Après des semaines de grève des services d'urgence, les soignants de plus de 120 services sur 500 jeudi continuaient à dénoncer le manque de moyens et l'épuisement des troupes, certains portant un brassard noir au travail, d'autres s'étant mis en arrêt maladie. Mais que se passera-t-il cet été, quand les médecins et les infirmiers vont logiquement prendre des vacances ?

Les généralistes et les hôpitaux se sont organisés à l'avance

La ministre de la Santé a prévu le coup. Elle a demandé aux médecins généralistes de ne pas fermer leurs cabinets en même temps. Comme chaque année, les hôpitaux ont également essayé de s'organiser à l'avance. Comme dans n'importe quelle entreprise, des roulements de vacances ont été établis, pour les médecins, les infirmières… Les soignants seront donc présents, mais en effectifs réduits. Des lits - voire des services entiers - seront fermés, comme chaque été.

Mais la situation s'annonce beaucoup plus inédite aux urgences. Cette unité doit rester ouverte 24h sur 24 et 7 jours sur 7 : or c'est là où les grévistes sont les plus nombreux. En Île-de-France, l'Agence régionale de santé assure avoir anticipé les besoins de l'été. "L'objectif est qu'il n'y ait aucun lit de réanimation de fermé. Idem pour tout ce qui est médecine polyvalente, services d'urgence…", explique Didier Jaffre, le directeur de l'offre de soins de l'ARS Île-de-France. "Dans l'ensemble des services que l'on a identifié où il y a des plages vacantes ou des nécessités de recourir à l'intérim, nous allons allouer les moyens qui ont été délégués par la ministre, tout de suite. Il n'y a pas de réelle baisse d'activité pendant les périodes estivales dans l'ensemble de la région", assure-t-il.

DONNÉES ENREGISTRÉES:

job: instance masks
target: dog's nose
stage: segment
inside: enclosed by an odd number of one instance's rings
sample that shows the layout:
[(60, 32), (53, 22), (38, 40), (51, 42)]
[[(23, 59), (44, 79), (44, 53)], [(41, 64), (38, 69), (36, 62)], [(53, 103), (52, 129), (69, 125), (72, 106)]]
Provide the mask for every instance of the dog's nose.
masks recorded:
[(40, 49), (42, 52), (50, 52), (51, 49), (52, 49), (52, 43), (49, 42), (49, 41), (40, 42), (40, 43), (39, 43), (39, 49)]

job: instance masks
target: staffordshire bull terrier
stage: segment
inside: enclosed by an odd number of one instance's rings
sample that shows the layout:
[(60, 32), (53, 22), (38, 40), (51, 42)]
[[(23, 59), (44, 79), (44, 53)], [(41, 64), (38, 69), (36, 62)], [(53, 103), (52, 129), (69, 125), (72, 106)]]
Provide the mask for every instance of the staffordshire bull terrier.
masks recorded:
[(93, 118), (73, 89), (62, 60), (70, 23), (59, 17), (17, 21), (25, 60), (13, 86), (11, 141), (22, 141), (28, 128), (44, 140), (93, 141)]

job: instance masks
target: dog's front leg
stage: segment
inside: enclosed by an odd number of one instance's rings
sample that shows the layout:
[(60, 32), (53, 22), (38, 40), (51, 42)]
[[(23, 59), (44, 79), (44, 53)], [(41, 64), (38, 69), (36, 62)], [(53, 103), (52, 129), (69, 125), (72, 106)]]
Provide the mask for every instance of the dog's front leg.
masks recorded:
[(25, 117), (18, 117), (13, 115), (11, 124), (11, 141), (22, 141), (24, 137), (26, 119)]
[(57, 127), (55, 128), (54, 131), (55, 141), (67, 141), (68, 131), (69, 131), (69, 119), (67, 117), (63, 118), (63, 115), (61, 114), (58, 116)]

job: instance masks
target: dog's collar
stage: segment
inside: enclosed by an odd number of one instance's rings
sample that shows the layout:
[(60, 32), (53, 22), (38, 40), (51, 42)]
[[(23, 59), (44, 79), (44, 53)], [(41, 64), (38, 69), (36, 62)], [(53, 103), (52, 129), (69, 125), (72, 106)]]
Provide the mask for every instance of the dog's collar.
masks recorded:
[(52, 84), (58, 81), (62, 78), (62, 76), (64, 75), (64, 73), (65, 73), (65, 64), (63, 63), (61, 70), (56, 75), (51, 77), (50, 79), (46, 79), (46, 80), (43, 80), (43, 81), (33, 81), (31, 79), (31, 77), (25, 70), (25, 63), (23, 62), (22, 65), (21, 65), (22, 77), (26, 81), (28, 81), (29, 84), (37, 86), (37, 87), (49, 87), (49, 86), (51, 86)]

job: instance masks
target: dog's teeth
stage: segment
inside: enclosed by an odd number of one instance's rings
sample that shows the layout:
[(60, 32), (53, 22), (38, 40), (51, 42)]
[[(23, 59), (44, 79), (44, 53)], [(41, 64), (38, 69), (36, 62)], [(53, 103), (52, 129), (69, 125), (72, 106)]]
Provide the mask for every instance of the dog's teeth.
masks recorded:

ÉNONCÉ A: Imprimez le passage de l'extrait sur la grève des urgences qui va de "Après des semaines" jusqu'à "comme chaque été.", sans rien modifier.
ÉNONCÉ B: Traduisez en anglais la phrase suivante de l'extrait sur la grève des urgences : « Les soignants seront donc présents, mais en effectifs réduits. »
ÉNONCÉ C: Reprenez l'article sur la grève des urgences à la suite de sa dernière phrase et poursuivez-le.

RÉPONSE ATTENDUE A:
Après des semaines de grève des services d'urgence, les soignants de plus de 120 services sur 500 jeudi continuaient à dénoncer le manque de moyens et l'épuisement des troupes, certains portant un brassard noir au travail, d'autres s'étant mis en arrêt maladie. Mais que se passera-t-il cet été, quand les médecins et les infirmiers vont logiquement prendre des vacances ?

Les généralistes et les hôpitaux se sont organisés à l'avance

La ministre de la Santé a prévu le coup. Elle a demandé aux médecins généralistes de ne pas fermer leurs cabinets en même temps. Comme chaque année, les hôpitaux ont également essayé de s'organiser à l'avance. Comme dans n'importe quelle entreprise, des roulements de vacances ont été établis, pour les médecins, les infirmières… Les soignants seront donc présents, mais en effectifs réduits. Des lits - voire des services entiers - seront fermés, comme chaque été.

RÉPONSE ATTENDUE B: Caregivers will therefore be present, but in reduced numbers.

RÉPONSE ATTENDUE C:
Une situation plus complexe dans les stations balnéaires

C'est bien différent dans les stations balnéaires. Dans le bassin d'Arcachon par exemple, la population est multipliée par quatre en juillet et en août. Alors dès le mois de janvier, l'hôpital d'Arcachon a commencé à chercher les profils qui pourraient renforcer ses équipes médicales, et particulièrement les urgences qui, depuis le début de l'année, connaissent une augmentation d'activité mensuelle de 10 %. "L'impact de l'été, c'est une grosse claque", précise Vincent Vardelle, cadre supérieur de santé. "On monte jusqu'à 180 passages par jour rien qu'aux urgences. On a même des coups de soleil qui arrivent aux urgences. En été, de jour comme de nuit, les urgences sont pleines. Psychologiquement, on s'y prépare".

Dans son budget annuel, le directeur de l'hôpital d'Arcachon, Julien Rossignol, prévoit une enveloppe spécifique autour de 100.000 euros pour ces renforts indispensables de l'été : "Ces médecins urgentistes ne viennent pas chez nous seulement pour la plage à proximité. C'est l'offre et la demande. On rentre dans des négociations", pointe le directeur. "Aujourd'hui, un urgentiste reçoit en moyenne une rémunération de 600 euros pour une plage de 12h".

En cas de canicule, se responsabiliser 

Reste une interrogation : que va-t-il se passer dans les 120 services d'urgences en grève si une canicule survient cet été, comme le prévoit Météo-France ? Pour éviter des défaillances majeures, la ministre de la Santé a débloqué 15 millions d'euros. Une enveloppe que les urgentistes en grève jugent ridicule. Selon eux, il en faudrait dix fois plus pour passer l'été.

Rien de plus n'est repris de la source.